• **Data extract**
══════════════════════════════

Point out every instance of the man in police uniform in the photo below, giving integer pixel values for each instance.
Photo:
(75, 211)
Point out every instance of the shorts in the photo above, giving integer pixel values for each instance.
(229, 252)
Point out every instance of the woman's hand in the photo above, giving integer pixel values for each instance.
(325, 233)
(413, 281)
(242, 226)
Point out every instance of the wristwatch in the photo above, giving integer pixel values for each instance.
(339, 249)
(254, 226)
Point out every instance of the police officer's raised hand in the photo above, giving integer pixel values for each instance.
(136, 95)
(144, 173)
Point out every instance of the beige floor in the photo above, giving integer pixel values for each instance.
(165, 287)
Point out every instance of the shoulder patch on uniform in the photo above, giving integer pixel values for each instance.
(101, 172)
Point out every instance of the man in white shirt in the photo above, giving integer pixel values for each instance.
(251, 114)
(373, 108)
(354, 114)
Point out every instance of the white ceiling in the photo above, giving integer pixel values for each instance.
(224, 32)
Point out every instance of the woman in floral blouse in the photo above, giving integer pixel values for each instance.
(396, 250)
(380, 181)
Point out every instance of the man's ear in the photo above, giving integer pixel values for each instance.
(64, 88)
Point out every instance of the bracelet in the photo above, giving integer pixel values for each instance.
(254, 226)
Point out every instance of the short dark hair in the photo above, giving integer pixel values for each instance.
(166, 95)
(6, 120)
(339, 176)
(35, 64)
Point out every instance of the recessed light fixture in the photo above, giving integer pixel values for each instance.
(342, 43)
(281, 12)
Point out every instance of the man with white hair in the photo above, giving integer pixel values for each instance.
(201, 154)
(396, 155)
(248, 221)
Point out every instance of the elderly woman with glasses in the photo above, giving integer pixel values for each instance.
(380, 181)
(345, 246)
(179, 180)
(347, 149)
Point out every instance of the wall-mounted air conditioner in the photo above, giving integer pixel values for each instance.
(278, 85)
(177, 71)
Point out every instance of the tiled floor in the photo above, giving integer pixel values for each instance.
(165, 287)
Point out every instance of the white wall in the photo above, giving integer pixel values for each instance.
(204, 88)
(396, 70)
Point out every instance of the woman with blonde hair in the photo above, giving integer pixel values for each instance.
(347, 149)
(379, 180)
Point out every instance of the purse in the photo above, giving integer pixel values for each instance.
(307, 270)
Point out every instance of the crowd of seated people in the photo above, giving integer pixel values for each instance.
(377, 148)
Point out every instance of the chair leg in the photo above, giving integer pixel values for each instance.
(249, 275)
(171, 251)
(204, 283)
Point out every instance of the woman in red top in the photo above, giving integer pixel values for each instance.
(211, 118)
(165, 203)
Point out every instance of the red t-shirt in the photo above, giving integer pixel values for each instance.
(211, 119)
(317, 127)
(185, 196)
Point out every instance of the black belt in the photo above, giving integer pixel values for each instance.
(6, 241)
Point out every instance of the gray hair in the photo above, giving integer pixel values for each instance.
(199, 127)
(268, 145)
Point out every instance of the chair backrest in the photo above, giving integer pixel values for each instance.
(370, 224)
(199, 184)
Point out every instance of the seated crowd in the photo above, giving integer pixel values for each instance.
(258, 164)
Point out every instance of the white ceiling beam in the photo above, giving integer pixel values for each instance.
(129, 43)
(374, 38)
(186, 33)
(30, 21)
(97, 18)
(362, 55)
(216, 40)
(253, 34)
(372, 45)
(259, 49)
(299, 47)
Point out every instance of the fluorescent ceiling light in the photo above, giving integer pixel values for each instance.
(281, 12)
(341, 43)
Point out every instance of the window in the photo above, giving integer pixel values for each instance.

══════════════════════════════

• **To do**
Reproduce every one of the entries above word for word, with nothing left out or altered.

• **Result below**
Point out every instance of the man in police uniform in the photo below, giving integer pixel values for each instance.
Photo:
(75, 211)
Point out every instance of the shorts in the photo above, giving integer pixel values for each instance.
(229, 252)
Point out every instance of the woman's hand in the photo above, giving integer pixel values for each instance.
(325, 233)
(413, 281)
(242, 226)
Point out every instance of the wristwatch in the photo above, giving integer pixel values for each instance.
(339, 249)
(254, 226)
Point out every instance of the police officer's raised hand in the photo above, giving integer pixel values for each instance.
(136, 95)
(144, 173)
Point out every instance of the beige floor in the photo above, giving integer pixel values for each instance.
(165, 287)
Point out every instance of the shoulder patch on uniform in the photo above, giving integer pixel values for each instance.
(101, 172)
Point out every instance of the man in white shirt in the photo above, giving integer pixel values for each instance.
(251, 114)
(373, 108)
(354, 114)
Point out every instance of the white ceiling in the photo above, giving integer pixel values for each instance.
(224, 32)
Point out every instance of the woman in floral blouse in the photo above, giving integer pixel values for each instance.
(396, 250)
(380, 181)
Point out every instance of the man's ear in the photo above, giving integer pixel values for each instance.
(64, 88)
Point out every instance of the bracelet in the photo above, giving integer pixel values for each instance.
(254, 226)
Point out every instance of the short dark hair in the photo above, giving integer pixel values for each instance.
(166, 95)
(6, 120)
(339, 176)
(35, 64)
Point out every instance of the recessed light fixture in the photo above, giving integer pixel values for each instance.
(342, 43)
(281, 12)
Point out every instance of the man with white hair in the photo above, giving integer pixel values for each instance.
(201, 154)
(396, 155)
(248, 221)
Point out every instance of the elderly woman with glasses in the photo above, giving integer pixel values for each instance.
(380, 181)
(345, 246)
(179, 180)
(347, 149)
Point out every instance of the wall-mounted air conditioner in the photo above, giving integer pixel values for each instance.
(278, 85)
(177, 71)
Point out every instance of the tiled floor in the photo above, giving integer pixel values for each instance.
(165, 287)
Point out every instance of the white wall in the photo above, giving integer pixel values for each instance.
(204, 88)
(396, 70)
Point out every instance of the woman with blonde hair in the photo above, giving integer pixel values for each instance.
(347, 149)
(379, 180)
Point out every instance of the purse in the photo above, giving integer pixel values for each instance.
(307, 270)
Point out every instance of the crowd of seated people in the photo above, giving integer pixel values for each instance.
(377, 148)
Point out every instance of the chair leg in the photo above, giving integer pixel values for each instance.
(249, 275)
(171, 251)
(204, 283)
Point out every instance of the woman in red top in the photo above, giving integer pixel values for each instance.
(211, 118)
(165, 203)
Point out every instance of the red t-shirt in the photo above, giving integer pixel values for each instance.
(211, 119)
(317, 127)
(185, 196)
Point out every instance of the black belt in the photo above, giving integer pixel values for each instance.
(6, 241)
Point out every instance of the gray hair in the photo above, giving integer pixel values for each instance.
(199, 127)
(268, 145)
Point out every instance of the chair backrest in the photo above, giving integer pixel values for each instance.
(370, 224)
(199, 184)
Point out every instance of the seated crowd in the photo above, giving integer pixel values for each instance.
(258, 164)
Point out every instance of the white ceiling beam in the photo above, giving integer pixel values for each instance.
(129, 43)
(374, 38)
(186, 33)
(30, 21)
(97, 18)
(362, 55)
(216, 40)
(253, 34)
(372, 45)
(259, 49)
(299, 47)
Point out every instance of the fluorescent ceiling light in the photo above, giving integer pixel values for each instance.
(281, 12)
(341, 43)
Point out every instance of the window in the photo above, giving integer pixel values for each instance.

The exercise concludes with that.